WHAT TO WORK ON -
1 > Answer these questions using the road trip post:
(a) What instrument does the writer busk with?
(b) In which state did the two travelers stop to smoke weed legally?
(c) How long did they stay in NOLA?
2 > Reproduce the passage of the road trip post starting at "# Personal journey" and ending at "my friend's relative.".

SELECTED TEXT -
━━━━━━━━━━━━━━━━
# Personal journey as a french traveler in the US



## otch0z (Feb 13, 2017)

Hey everyone
I don't know if anyone will read or answer that post. I don't know if I need to be read or answered, but I do want to write about what I feel at the moment.

See, I just got back for a 3 month road trip in the US. I'm french, and my father is canadian. That was my first time in that country, and I went there with one of my best friends. We bought a van, and go !
We went all the way from Québec to California. Of course there's stuff in-between, so we made a good stop in Colorado to smoke weed legally (we didn't want to do illegal stuff because we weren't in our country and who knows what could have happened), and in Utah to my friend's relative. 
When we got to California, I realized that not only was I kinda poor like when we started the trip, but I was even broke. I needed to make money so I started doing what my father had told me to do for the last three years : busking with my saw (musical saw. According to most people I'm not so bad at it)

Not only it brought me money, but (obviously) I met so many people... "Civilians", "normal" people that would come and talk about France or my instrument but also what you american people call "dirty kids". Shoutout to Jay and his doggy Lux (cutest dog ever) who introduced me to that world. We tried to jam but it wasn't too great, but we were really getting along and I started thinking about my 14 years old me who would have been so proud of hanging out with these guys.

I have to give some explanations right now (even if I feel like this thread is going to be very self-centered, sorry guys). I've lived the easy life : I have a bachelor degree, my parents love me and are still together, I have never suffered from hunger or cold. But I had a certain crisis when I was 14 or so. I started freaking out about the entire world. I was listening to french punk music, crying a lot and scarifying (?) sometimes, writing depressed shit on paper etc... Well, I wasn't feeling good with myself at all. I was always good at school but I started hating the word "authority" even if I was too shy to actually do anything about it. Later, my mother told me that the doctor who helped her giving birth (the both of us almost died that time) told her I would always be eclectic. 

That crisis passed. I realized my friends from that time were actually assholes and I went back to my old friends, that I have keep for a very long time now. I forgot my 14 years old crisis, I laughed about myself, and went on. I went to high school and then college. I had my bachelor degree and I couldn't understand why my ex had began hanging out with anarchists and doing stuff in squats, or why he was eating out of bins, or why he was stealing all that stuff, or why he would defend people who broke bank glasses. 

Back to the first story. So I started busking more because I was really broke and hanging out with the homeless and the misfits. I met more dirty kids, talking with them about a lot of stuff. I started understanding my ex, I started thinking like he did. I became really good friend, and a bit more, with a certain guy in NOLA, so we stayed there for a week. It was awesome, I was just jamming with everybody and everybody would want to jam with me because turns out I'm actually good at playing the saw (I still have difficulties to say/write it though, but it seems like there's a consensus on the question). I just played bluegrass for a week and shared alcohol, food, cigarettes and a lot more with people I barely knew. I couldn't stop thinking about my 14 years old self, finally realizing that it had been there the entire time, just waiting to pop out again. I literally had the time of my life, because I was feeling so free : living in a van, not making a lot of money per day but... Who cares ? People give you leftovers and the van's my shelter, the weather is beautiful, I could live like that for a moment !
━━━━━━━━━━━━━━━━
EXTRACTED RECORDS -
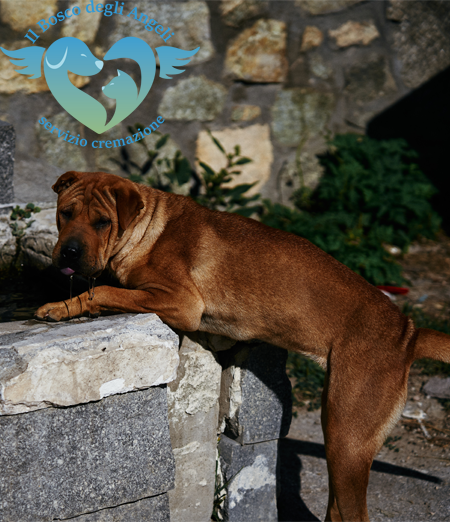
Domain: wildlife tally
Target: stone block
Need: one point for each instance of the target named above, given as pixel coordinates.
(85, 25)
(195, 98)
(299, 114)
(39, 239)
(22, 14)
(64, 364)
(438, 387)
(251, 473)
(319, 7)
(193, 400)
(8, 245)
(7, 144)
(64, 462)
(152, 509)
(258, 54)
(255, 144)
(255, 402)
(234, 12)
(188, 20)
(421, 38)
(355, 33)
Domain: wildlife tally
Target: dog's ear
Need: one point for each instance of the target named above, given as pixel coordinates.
(65, 181)
(128, 203)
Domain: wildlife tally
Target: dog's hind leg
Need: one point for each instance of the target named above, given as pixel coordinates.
(361, 403)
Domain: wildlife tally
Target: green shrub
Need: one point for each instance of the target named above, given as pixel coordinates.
(372, 193)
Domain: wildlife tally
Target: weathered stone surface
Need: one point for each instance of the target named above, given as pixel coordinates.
(57, 151)
(255, 144)
(255, 402)
(421, 39)
(60, 463)
(68, 364)
(85, 25)
(193, 400)
(8, 246)
(319, 67)
(438, 387)
(7, 145)
(234, 12)
(258, 54)
(251, 472)
(189, 22)
(325, 6)
(299, 114)
(22, 14)
(39, 240)
(195, 98)
(312, 37)
(355, 33)
(152, 509)
(245, 112)
(369, 80)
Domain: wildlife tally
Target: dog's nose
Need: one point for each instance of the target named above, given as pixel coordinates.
(71, 253)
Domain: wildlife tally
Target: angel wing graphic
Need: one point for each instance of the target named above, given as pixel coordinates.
(70, 54)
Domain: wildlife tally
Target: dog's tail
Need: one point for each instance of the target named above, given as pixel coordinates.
(432, 344)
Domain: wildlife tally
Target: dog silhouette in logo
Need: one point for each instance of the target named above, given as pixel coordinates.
(123, 89)
(71, 54)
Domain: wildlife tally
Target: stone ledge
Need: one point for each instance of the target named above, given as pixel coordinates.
(43, 365)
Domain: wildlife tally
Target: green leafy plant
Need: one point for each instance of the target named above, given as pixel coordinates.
(18, 217)
(208, 187)
(372, 193)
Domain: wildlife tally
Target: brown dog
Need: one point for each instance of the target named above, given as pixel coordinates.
(221, 273)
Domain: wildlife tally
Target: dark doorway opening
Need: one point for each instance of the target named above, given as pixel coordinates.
(423, 119)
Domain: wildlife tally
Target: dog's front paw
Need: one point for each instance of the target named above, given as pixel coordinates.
(52, 312)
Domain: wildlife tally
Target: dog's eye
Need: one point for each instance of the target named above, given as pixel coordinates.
(103, 222)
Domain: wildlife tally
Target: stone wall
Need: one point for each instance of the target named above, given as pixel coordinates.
(117, 419)
(275, 76)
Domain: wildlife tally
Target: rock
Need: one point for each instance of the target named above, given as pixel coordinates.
(258, 54)
(8, 245)
(421, 39)
(7, 145)
(234, 12)
(85, 25)
(10, 80)
(256, 402)
(312, 37)
(319, 67)
(57, 151)
(68, 364)
(355, 33)
(61, 463)
(152, 509)
(250, 472)
(255, 144)
(193, 400)
(299, 114)
(195, 98)
(188, 20)
(315, 7)
(22, 15)
(438, 387)
(245, 112)
(39, 240)
(369, 80)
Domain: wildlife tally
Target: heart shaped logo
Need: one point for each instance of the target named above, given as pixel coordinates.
(70, 54)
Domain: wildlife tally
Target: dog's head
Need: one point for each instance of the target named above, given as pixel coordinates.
(71, 54)
(94, 208)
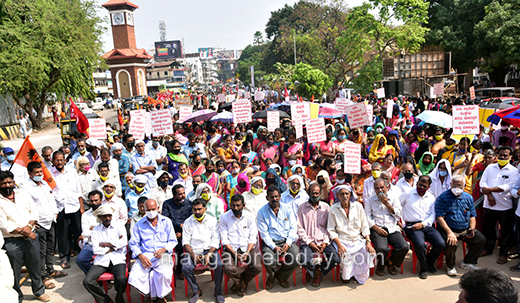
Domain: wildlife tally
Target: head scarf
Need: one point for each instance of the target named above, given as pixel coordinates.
(426, 169)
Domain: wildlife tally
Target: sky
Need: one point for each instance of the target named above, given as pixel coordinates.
(229, 24)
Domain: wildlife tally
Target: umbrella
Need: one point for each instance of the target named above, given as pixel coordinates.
(263, 114)
(225, 117)
(200, 115)
(510, 115)
(327, 112)
(436, 118)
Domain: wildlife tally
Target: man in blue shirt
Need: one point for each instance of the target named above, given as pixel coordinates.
(278, 229)
(455, 212)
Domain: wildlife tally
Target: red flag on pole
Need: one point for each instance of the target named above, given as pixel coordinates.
(81, 120)
(28, 153)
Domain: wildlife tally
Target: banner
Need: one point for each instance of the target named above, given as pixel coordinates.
(466, 120)
(316, 130)
(352, 158)
(161, 122)
(273, 120)
(185, 112)
(357, 115)
(97, 129)
(242, 112)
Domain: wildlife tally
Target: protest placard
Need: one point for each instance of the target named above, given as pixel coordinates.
(466, 120)
(242, 112)
(316, 130)
(273, 120)
(97, 129)
(352, 158)
(137, 126)
(161, 122)
(357, 115)
(185, 112)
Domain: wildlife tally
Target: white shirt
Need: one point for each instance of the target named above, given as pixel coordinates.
(44, 200)
(417, 208)
(67, 190)
(502, 178)
(200, 236)
(378, 214)
(115, 234)
(238, 233)
(16, 214)
(120, 214)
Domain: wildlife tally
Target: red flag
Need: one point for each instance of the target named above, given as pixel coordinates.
(28, 153)
(81, 120)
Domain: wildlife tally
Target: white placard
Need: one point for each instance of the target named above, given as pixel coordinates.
(162, 122)
(97, 129)
(316, 130)
(273, 120)
(466, 120)
(352, 158)
(357, 115)
(242, 112)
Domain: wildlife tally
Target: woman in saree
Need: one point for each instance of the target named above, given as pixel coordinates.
(380, 149)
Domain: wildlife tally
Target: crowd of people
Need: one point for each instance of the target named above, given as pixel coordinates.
(234, 199)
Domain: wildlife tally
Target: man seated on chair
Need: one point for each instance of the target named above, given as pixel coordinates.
(152, 243)
(109, 246)
(200, 239)
(419, 216)
(277, 227)
(239, 234)
(383, 212)
(312, 231)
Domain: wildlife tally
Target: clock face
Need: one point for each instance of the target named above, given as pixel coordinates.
(129, 18)
(118, 18)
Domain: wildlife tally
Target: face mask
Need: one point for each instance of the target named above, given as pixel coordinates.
(108, 195)
(457, 191)
(408, 176)
(151, 214)
(503, 162)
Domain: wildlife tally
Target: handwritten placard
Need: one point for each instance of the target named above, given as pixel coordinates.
(466, 120)
(97, 129)
(273, 120)
(242, 112)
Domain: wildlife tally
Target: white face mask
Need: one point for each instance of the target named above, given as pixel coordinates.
(457, 191)
(151, 214)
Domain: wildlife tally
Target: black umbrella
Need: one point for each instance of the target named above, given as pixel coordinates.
(263, 114)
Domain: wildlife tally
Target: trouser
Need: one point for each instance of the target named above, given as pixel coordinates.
(271, 261)
(25, 252)
(46, 237)
(419, 239)
(97, 291)
(65, 223)
(244, 273)
(84, 259)
(381, 243)
(215, 264)
(475, 246)
(331, 256)
(506, 219)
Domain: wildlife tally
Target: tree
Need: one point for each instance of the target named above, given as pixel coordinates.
(47, 48)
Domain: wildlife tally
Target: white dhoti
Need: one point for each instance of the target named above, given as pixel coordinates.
(356, 262)
(154, 281)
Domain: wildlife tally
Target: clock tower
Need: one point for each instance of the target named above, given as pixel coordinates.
(127, 62)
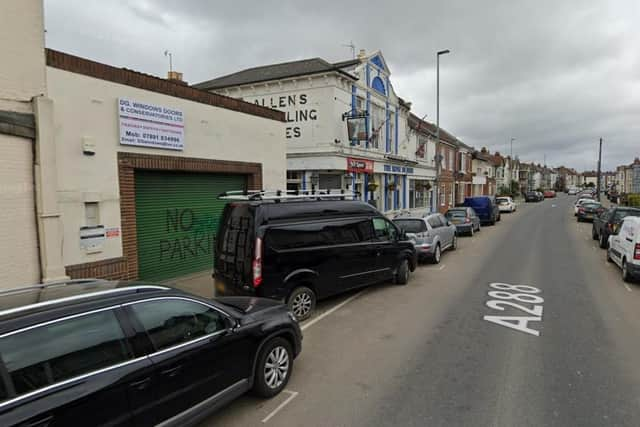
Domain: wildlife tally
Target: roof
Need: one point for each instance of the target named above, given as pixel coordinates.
(277, 72)
(75, 64)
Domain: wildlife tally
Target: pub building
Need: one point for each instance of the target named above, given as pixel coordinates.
(346, 128)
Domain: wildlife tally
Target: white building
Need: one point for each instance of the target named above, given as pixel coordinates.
(112, 173)
(380, 159)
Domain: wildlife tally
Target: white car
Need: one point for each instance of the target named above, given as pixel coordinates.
(579, 203)
(506, 204)
(624, 248)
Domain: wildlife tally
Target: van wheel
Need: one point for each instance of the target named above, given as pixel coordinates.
(302, 302)
(402, 275)
(274, 368)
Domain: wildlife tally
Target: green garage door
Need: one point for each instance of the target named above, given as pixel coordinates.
(177, 217)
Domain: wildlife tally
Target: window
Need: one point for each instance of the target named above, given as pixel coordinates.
(412, 225)
(172, 322)
(91, 218)
(62, 350)
(383, 229)
(319, 234)
(434, 221)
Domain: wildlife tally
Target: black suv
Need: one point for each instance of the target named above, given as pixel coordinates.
(608, 222)
(300, 250)
(93, 352)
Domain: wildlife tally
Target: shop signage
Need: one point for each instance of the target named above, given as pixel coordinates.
(147, 125)
(359, 165)
(399, 169)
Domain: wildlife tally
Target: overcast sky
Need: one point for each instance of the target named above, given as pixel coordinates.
(555, 75)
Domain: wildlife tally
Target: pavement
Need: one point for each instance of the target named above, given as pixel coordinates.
(426, 355)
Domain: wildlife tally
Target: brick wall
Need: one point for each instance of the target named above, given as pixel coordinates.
(126, 267)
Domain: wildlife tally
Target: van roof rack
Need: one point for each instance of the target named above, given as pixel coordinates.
(279, 195)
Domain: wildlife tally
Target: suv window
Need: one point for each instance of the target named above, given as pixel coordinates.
(383, 229)
(62, 350)
(176, 321)
(434, 222)
(319, 234)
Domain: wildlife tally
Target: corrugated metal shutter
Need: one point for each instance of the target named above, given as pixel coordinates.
(177, 217)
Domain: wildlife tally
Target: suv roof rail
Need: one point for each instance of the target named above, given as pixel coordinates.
(279, 195)
(56, 283)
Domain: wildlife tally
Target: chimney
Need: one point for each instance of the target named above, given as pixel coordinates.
(176, 77)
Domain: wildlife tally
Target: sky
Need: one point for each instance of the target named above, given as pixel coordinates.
(555, 75)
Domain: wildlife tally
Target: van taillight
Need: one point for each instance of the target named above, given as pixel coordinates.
(257, 263)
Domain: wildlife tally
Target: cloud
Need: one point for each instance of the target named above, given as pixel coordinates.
(556, 75)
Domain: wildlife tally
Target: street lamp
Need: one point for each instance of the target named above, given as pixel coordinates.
(438, 157)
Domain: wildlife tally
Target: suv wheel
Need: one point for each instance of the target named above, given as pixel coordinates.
(274, 368)
(402, 275)
(436, 255)
(302, 302)
(603, 242)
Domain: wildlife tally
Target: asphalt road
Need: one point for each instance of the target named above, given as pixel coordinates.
(423, 354)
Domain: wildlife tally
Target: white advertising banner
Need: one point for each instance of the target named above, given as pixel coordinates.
(147, 125)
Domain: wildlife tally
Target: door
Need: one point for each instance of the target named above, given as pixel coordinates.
(447, 231)
(196, 356)
(83, 365)
(177, 216)
(386, 249)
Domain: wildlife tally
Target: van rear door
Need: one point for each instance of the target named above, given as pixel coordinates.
(234, 249)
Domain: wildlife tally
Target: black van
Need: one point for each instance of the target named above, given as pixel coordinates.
(299, 249)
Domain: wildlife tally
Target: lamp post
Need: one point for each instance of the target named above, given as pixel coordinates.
(511, 163)
(438, 157)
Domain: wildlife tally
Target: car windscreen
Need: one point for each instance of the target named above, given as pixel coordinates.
(457, 213)
(623, 213)
(411, 225)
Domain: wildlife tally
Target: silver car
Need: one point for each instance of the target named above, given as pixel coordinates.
(431, 235)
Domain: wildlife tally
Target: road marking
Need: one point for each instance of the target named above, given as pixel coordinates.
(282, 405)
(332, 310)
━━━━━━━━━━━━━━━━
ANSWER LIST -
1 >
(a) A musical saw.
(b) Colorado.
(c) A week.

2 >
# Personal journey as a french traveler in the US



## otch0z (Feb 13, 2017)

Hey everyone
I don't know if anyone will read or answer that post. I don't know if I need to be read or answered, but I do want to write about what I feel at the moment.

See, I just got back for a 3 month road trip in the US. I'm french, and my father is canadian. That was my first time in that country, and I went there with one of my best friends. We bought a van, and go !
We went all the way from Québec to California. Of course there's stuff in-between, so we made a good stop in Colorado to smoke weed legally (we didn't want to do illegal stuff because we weren't in our country and who knows what could have happened), and in Utah to my friend's relative.